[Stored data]
____________

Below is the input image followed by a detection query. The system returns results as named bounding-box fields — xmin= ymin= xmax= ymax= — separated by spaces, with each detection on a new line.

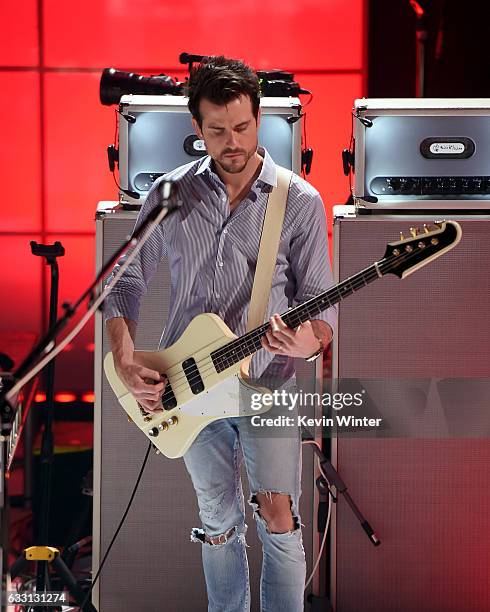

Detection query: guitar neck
xmin=211 ymin=259 xmax=387 ymax=372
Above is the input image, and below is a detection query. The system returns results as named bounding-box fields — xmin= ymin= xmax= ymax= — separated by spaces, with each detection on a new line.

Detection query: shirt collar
xmin=195 ymin=147 xmax=277 ymax=187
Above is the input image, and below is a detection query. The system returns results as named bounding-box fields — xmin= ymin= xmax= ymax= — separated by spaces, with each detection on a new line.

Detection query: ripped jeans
xmin=184 ymin=417 xmax=306 ymax=612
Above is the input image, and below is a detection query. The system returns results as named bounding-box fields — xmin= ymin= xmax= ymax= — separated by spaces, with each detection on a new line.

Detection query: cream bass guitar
xmin=104 ymin=221 xmax=461 ymax=458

____________

■ What is asked:
Copy the records above word for word, from their start through the line containing "xmin=184 ymin=417 xmax=306 ymax=612", including that line. Leave out the pictures.

■ Written response:
Below is the input image followed by a detection query. The system returns results as named bounding-box fields — xmin= ymin= xmax= ymax= — separated by spaces, with each detection on a new line.


Detection query: guitar neck
xmin=211 ymin=259 xmax=387 ymax=372
Above is the input image, and below is a detection query. The system returns results as named bounding-box fields — xmin= ymin= xmax= ymax= — separated by spaces, with each detection on a new line.

Detection query: shirt collar
xmin=195 ymin=147 xmax=277 ymax=187
Above is the input image, and below is a detection query. The system returns results as named bounding-box fields — xmin= ymin= xmax= ymax= — separated by spaces, with each detection on a new line.

Detection query: ripped jeans
xmin=184 ymin=417 xmax=306 ymax=612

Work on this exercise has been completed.